* Extrait fourni *
──────────────────────────────

Depuis quelques temps, au Maroc, féministes et défenseurs des droits humains se livrent une guerre fratricide. En cause, des divergences d’opinions quant au traitement à donner à des affaires qui touchent tant aux droits de l’homme qu’à la liberté d’expression.
Comment, dans une affaire qui implique un présumé coupable et une présumée victime, se mettre d’accord au sein d’un même camp sur la personne à soutenir? Cette question, à vrai dire, n’a pas lieu d’être car, normalement et en toute logique, on s’attendrait à ce que présumées victime et coupable bénéficient du même traitement, le temps que l’enquête soit menée et que la justice fasse son travail.
Il suffit d’ajouter un soupçon de médiatisation étrangère à cette équation pour que l’affaire se corse et prenne une autre tournure. Une affaire de viol «lambda» devient alors un prétexte pour opposer deux camps qui s’affrontent à travers deux personnes, devenues pour l’occasion, des icônes, les symboles d’une lutte. On oppose alors, comme sur un ring, exposés à tous les regards, ces deux adversaires qui se battent non plus pour leur salut mais pour une cause…
En ce qui nous concerne, au Maroc, on en est venu à confronter la liberté d’expression incarnée par des journalistes, naguère inconnus au bataillon, mais devenus des rock stars de la presse indépendante par la magie des réseaux sociaux et des médias, à la répression du pouvoir dissimulée sous les traits d’une victime de viol, magnifique expression du loup déguisé en agneau ou encore du machiavélisme de la femme en digne descendante d’Eve.
Sexe, pouvoir, machination, le tout, à la sauce marocaine… C’est quand même plus intéressant qu’une banale histoire de viol entre inconnus. C’est beaucoup plus vendeur aussi, et pour preuve, on en parle à l’étranger. Et si on parle en dehors de nos frontières, c’est que ça vaut le coup d’être suivi, commenté, partagé et pris au sérieux. Ainsi va le fil de nos centres d’intérêts.

──────────────────────────────

* Entrées de données *
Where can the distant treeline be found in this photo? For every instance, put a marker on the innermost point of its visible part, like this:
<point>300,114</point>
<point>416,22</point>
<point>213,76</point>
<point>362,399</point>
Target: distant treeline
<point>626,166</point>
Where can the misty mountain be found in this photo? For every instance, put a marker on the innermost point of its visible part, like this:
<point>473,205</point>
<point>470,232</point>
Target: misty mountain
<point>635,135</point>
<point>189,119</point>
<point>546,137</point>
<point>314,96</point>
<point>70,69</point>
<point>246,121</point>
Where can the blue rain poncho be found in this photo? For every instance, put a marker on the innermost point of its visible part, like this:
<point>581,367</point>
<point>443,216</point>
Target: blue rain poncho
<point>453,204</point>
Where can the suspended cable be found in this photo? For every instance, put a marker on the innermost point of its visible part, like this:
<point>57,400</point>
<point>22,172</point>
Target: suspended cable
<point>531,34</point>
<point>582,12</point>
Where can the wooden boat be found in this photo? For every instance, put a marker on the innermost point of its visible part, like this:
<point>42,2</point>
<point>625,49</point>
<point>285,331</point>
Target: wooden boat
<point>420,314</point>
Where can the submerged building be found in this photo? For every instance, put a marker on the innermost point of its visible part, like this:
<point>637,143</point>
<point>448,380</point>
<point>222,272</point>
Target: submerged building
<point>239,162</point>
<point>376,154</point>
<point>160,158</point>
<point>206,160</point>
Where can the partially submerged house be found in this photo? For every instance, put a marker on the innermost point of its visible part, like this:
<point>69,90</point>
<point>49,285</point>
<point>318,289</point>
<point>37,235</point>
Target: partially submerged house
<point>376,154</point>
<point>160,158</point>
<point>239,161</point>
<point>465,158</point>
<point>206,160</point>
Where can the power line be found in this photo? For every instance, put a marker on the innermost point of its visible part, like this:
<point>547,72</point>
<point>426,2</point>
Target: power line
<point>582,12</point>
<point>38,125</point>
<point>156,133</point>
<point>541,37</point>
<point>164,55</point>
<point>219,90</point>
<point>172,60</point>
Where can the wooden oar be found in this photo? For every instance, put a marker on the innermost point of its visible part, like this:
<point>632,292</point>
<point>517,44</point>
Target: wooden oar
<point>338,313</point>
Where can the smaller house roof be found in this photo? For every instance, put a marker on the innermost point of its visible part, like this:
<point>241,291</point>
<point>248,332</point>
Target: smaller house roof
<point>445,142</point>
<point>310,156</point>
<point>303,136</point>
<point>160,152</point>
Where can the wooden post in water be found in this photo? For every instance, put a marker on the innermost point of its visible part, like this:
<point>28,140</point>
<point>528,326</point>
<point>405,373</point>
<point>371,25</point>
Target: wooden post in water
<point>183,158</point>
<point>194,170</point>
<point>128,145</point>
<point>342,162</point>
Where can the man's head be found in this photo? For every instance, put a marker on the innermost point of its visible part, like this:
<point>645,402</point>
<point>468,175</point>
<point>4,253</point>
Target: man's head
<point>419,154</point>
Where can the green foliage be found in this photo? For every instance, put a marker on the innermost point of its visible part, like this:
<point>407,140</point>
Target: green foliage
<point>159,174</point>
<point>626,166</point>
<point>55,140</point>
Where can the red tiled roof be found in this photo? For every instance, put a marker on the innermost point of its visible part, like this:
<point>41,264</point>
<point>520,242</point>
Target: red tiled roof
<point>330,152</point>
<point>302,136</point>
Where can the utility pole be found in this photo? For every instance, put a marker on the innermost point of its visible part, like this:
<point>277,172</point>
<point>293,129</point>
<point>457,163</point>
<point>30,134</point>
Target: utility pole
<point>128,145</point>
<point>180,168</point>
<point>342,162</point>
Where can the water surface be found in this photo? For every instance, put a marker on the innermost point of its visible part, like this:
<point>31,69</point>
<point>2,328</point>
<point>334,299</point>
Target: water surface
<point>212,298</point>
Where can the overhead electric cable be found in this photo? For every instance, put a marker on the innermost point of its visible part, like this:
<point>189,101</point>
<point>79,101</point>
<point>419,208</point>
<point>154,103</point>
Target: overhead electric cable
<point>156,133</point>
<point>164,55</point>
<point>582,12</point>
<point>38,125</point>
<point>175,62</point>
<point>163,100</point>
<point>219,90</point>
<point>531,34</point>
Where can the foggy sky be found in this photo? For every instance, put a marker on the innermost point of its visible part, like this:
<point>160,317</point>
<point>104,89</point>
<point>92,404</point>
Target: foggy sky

──────────────────────────────

* Consigne *
Répondez à ces questions sur l'extrait, une réponse par ligne :
1. Quels deux camps se livrent une guerre fratricide au Maroc ?
2. Que suffit-il d'ajouter pour que l'affaire se corse ?
3. Grâce à quoi les journalistes sont-ils devenus des rock stars de la presse indépendante ?
Les enregistrements proviennent d'une autre source.

* Réponse *
1. Les féministes et les défenseurs des droits humains.
2. Un soupçon de médiatisation étrangère.
3. Grâce à la magie des réseaux sociaux et des médias.